[Collected data]
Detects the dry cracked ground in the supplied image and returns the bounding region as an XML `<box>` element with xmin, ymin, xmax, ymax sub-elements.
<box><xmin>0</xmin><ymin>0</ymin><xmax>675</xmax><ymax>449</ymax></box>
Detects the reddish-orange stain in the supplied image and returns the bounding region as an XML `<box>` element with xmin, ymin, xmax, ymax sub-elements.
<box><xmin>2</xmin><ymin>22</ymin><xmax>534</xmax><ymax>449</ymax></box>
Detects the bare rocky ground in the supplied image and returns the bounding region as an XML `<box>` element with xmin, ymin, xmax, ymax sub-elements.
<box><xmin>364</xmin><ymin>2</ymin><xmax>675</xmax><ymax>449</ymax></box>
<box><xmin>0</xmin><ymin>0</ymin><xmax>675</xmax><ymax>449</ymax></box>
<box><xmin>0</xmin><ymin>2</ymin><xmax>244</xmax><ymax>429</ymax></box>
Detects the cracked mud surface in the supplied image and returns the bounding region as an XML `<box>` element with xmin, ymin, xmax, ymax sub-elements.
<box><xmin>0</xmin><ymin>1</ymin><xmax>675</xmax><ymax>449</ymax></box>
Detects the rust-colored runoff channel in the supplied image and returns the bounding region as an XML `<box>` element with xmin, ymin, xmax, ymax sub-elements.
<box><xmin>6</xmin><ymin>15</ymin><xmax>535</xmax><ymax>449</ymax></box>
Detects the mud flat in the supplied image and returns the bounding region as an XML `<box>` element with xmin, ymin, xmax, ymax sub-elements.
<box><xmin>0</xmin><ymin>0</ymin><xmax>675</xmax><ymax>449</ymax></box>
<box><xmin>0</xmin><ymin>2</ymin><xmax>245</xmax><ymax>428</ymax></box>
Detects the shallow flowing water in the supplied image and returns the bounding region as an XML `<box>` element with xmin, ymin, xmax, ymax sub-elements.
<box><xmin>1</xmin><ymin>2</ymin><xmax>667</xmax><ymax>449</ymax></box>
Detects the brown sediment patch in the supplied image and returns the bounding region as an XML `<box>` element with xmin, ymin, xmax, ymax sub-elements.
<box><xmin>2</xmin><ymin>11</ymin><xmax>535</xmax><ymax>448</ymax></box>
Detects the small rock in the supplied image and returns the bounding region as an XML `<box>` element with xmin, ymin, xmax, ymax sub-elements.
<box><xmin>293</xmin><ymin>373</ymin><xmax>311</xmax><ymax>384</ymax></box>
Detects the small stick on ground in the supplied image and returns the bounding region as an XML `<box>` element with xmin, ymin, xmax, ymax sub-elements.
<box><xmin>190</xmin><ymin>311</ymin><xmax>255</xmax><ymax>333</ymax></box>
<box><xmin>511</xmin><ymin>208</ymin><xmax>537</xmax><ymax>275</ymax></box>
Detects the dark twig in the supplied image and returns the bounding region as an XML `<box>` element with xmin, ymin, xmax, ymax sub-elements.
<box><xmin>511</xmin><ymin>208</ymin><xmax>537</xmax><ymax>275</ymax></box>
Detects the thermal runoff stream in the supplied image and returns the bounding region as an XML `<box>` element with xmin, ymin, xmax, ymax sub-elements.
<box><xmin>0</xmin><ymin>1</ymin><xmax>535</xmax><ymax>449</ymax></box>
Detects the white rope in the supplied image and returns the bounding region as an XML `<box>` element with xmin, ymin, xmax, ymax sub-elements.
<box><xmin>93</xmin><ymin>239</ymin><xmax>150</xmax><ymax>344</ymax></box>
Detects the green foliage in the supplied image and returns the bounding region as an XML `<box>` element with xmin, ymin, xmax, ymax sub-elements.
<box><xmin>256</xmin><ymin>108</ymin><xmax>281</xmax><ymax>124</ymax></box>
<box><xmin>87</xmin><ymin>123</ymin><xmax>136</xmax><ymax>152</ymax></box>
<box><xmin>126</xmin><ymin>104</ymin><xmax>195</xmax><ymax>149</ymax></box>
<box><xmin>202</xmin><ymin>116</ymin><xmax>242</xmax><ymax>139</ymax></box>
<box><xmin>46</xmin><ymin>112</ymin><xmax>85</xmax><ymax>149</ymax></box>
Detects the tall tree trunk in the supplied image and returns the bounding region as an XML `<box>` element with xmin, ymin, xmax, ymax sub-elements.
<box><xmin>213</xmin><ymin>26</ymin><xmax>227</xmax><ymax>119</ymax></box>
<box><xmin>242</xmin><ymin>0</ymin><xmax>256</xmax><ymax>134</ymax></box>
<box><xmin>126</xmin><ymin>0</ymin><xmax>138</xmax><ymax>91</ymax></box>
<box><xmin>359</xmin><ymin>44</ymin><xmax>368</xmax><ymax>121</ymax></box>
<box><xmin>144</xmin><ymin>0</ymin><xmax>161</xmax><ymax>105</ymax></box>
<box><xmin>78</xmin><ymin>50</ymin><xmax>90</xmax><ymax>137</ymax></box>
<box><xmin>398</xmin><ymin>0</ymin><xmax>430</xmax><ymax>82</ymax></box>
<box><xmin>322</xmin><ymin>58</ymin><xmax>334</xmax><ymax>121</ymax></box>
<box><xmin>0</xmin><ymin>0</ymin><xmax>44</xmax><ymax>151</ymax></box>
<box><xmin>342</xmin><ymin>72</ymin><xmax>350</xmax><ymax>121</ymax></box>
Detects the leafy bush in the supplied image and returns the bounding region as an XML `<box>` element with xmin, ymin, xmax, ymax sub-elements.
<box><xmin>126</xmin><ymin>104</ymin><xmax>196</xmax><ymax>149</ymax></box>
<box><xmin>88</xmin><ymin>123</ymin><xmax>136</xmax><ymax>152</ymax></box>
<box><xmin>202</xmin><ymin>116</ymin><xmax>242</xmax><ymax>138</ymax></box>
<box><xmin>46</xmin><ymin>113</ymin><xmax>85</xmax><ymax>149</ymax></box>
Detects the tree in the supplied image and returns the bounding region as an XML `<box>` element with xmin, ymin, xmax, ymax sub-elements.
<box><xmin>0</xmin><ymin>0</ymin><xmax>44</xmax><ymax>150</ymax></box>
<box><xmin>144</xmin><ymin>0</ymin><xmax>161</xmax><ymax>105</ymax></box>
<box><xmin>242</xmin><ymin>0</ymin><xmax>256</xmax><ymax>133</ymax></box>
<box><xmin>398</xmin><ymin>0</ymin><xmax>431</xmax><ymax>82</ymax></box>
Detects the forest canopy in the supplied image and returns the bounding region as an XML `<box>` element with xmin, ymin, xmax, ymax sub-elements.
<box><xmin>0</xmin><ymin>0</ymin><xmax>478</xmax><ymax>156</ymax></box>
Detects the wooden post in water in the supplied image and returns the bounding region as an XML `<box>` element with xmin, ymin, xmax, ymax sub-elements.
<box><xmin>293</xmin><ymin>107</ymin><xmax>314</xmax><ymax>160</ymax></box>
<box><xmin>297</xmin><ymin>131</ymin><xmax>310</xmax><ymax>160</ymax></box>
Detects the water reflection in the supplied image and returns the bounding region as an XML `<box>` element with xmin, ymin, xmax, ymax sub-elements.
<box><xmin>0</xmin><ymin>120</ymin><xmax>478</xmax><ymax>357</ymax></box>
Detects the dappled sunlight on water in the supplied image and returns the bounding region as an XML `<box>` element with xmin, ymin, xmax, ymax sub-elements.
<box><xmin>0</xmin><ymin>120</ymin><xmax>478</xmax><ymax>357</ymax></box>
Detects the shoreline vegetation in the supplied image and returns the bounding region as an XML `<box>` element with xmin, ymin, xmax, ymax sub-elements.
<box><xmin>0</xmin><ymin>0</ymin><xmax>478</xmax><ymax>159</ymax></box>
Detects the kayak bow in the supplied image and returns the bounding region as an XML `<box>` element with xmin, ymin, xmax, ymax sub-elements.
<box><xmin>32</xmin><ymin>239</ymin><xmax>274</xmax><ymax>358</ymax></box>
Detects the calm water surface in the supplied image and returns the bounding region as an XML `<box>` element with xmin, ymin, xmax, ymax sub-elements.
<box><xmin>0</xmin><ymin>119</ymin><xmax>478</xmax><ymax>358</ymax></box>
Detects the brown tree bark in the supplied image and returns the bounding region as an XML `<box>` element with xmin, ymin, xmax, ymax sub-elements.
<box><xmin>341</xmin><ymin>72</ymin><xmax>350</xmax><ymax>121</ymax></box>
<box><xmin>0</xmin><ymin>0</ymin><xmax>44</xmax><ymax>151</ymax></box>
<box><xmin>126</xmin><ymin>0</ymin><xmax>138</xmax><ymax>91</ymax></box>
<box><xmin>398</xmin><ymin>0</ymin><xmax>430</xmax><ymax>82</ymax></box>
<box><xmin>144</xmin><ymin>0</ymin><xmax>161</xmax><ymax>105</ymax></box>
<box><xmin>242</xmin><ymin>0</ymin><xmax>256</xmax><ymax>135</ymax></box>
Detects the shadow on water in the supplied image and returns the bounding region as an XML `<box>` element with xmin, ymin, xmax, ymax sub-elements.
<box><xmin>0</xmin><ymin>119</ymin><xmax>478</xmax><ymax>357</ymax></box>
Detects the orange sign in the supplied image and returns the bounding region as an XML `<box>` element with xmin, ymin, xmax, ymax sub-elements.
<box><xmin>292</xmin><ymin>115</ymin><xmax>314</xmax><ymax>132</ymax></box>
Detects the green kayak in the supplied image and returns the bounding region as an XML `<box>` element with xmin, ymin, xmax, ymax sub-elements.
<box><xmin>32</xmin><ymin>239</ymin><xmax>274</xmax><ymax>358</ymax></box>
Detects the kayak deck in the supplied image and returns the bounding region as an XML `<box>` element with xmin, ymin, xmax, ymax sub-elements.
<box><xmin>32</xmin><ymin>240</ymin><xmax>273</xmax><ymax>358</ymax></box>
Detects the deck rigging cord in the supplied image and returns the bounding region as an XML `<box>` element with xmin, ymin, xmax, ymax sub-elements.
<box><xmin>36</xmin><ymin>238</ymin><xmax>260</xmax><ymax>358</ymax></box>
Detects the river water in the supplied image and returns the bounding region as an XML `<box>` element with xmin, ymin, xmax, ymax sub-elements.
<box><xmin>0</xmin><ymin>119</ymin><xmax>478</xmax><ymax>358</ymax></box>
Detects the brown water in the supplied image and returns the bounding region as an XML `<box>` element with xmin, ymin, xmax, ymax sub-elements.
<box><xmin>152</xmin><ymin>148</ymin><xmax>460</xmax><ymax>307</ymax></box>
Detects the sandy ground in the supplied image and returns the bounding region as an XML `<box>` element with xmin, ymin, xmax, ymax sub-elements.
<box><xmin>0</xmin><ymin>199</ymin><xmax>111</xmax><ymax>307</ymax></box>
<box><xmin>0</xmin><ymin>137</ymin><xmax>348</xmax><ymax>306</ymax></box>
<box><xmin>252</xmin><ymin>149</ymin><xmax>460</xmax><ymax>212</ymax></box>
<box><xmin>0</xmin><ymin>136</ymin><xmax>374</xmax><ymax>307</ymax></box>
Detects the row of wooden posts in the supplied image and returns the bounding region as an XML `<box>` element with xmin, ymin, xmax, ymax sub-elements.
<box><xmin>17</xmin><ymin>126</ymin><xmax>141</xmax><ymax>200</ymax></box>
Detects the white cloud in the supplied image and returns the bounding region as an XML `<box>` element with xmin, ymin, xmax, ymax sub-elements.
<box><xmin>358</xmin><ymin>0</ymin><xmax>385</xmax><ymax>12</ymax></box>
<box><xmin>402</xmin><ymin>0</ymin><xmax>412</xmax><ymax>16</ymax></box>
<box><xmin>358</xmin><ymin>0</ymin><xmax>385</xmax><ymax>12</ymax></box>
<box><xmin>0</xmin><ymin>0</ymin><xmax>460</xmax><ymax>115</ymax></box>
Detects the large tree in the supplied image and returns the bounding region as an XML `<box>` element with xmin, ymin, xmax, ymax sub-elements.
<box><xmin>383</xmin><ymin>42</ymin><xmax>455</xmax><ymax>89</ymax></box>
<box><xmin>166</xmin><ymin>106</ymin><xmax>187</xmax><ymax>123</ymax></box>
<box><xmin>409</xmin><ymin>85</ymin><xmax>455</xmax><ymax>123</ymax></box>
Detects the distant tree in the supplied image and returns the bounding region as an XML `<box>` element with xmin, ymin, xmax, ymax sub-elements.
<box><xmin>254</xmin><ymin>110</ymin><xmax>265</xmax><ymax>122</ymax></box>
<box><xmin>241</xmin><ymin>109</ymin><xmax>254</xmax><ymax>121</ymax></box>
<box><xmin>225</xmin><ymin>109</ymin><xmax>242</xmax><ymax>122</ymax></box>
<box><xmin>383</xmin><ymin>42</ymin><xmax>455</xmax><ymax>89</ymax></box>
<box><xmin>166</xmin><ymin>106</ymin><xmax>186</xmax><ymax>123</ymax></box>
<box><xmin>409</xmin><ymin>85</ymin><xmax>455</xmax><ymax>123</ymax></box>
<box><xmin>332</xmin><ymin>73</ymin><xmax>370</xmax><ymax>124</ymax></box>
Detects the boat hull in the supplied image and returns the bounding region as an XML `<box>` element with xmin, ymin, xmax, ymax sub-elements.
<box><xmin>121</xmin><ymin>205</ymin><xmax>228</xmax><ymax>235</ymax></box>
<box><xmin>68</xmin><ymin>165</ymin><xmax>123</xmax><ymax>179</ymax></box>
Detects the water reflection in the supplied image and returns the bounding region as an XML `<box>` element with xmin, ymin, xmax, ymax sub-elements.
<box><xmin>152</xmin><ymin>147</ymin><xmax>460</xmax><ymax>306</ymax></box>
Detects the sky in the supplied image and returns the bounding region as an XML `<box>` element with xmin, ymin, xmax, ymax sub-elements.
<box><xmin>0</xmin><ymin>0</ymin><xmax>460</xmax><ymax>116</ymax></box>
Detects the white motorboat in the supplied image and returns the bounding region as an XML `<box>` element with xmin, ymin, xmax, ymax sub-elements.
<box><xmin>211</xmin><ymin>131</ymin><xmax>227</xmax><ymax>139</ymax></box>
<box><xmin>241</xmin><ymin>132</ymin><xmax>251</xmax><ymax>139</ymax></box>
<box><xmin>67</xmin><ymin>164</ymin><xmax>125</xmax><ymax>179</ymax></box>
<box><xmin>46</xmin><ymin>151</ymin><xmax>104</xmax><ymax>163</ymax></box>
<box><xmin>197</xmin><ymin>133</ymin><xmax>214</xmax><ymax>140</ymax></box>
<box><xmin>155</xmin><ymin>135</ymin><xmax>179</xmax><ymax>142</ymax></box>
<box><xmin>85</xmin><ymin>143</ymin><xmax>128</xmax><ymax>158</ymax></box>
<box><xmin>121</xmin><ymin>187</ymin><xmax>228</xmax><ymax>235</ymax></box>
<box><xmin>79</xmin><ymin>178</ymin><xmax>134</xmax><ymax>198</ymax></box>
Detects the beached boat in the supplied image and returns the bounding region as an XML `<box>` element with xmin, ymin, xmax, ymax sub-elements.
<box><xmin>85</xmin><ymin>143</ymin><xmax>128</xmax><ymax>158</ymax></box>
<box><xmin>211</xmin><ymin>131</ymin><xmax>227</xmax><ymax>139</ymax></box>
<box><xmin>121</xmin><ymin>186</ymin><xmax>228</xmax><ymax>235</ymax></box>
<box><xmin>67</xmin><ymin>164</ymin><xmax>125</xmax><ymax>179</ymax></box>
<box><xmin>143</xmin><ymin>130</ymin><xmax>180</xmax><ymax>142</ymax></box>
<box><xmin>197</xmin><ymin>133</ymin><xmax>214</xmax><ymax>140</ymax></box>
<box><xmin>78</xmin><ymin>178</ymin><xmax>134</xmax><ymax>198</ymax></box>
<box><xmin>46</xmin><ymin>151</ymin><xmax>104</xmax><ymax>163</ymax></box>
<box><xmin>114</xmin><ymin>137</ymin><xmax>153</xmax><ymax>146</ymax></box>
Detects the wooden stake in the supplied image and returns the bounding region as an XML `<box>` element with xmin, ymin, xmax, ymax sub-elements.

#### [GIVEN TASK]
Repeat the line containing "Detects the sky" and all subsequent lines through the final line of the data, exactly and with no others.

#### [ANSWER TO THIS TASK]
Detects the sky in the supplied image and returns the bounding region as an XML `<box>` element with xmin, ymin, xmax, ymax sub-elements.
<box><xmin>0</xmin><ymin>0</ymin><xmax>460</xmax><ymax>116</ymax></box>
Detects the white motorboat in the supplied image and returns the bounding region as an XML `<box>` element with xmin, ymin, xmax, ymax sub-elements.
<box><xmin>211</xmin><ymin>131</ymin><xmax>227</xmax><ymax>139</ymax></box>
<box><xmin>241</xmin><ymin>132</ymin><xmax>251</xmax><ymax>139</ymax></box>
<box><xmin>67</xmin><ymin>164</ymin><xmax>125</xmax><ymax>179</ymax></box>
<box><xmin>46</xmin><ymin>151</ymin><xmax>104</xmax><ymax>163</ymax></box>
<box><xmin>197</xmin><ymin>133</ymin><xmax>214</xmax><ymax>140</ymax></box>
<box><xmin>155</xmin><ymin>135</ymin><xmax>179</xmax><ymax>142</ymax></box>
<box><xmin>85</xmin><ymin>143</ymin><xmax>128</xmax><ymax>158</ymax></box>
<box><xmin>121</xmin><ymin>187</ymin><xmax>228</xmax><ymax>235</ymax></box>
<box><xmin>79</xmin><ymin>178</ymin><xmax>134</xmax><ymax>198</ymax></box>
Detects the beached boat in the supplied image and returns the bounding region as an XML `<box>` element with xmin, ymin, xmax, ymax sub-elements.
<box><xmin>85</xmin><ymin>143</ymin><xmax>128</xmax><ymax>158</ymax></box>
<box><xmin>211</xmin><ymin>131</ymin><xmax>227</xmax><ymax>139</ymax></box>
<box><xmin>121</xmin><ymin>186</ymin><xmax>228</xmax><ymax>235</ymax></box>
<box><xmin>67</xmin><ymin>164</ymin><xmax>125</xmax><ymax>179</ymax></box>
<box><xmin>143</xmin><ymin>130</ymin><xmax>180</xmax><ymax>142</ymax></box>
<box><xmin>197</xmin><ymin>133</ymin><xmax>214</xmax><ymax>140</ymax></box>
<box><xmin>78</xmin><ymin>178</ymin><xmax>134</xmax><ymax>198</ymax></box>
<box><xmin>46</xmin><ymin>151</ymin><xmax>104</xmax><ymax>163</ymax></box>
<box><xmin>114</xmin><ymin>137</ymin><xmax>153</xmax><ymax>146</ymax></box>
Detects the wooden stake in the supplied image and returns the bounding region as an XML `<box>` element with xmin, ymin, xmax, ymax sub-elements.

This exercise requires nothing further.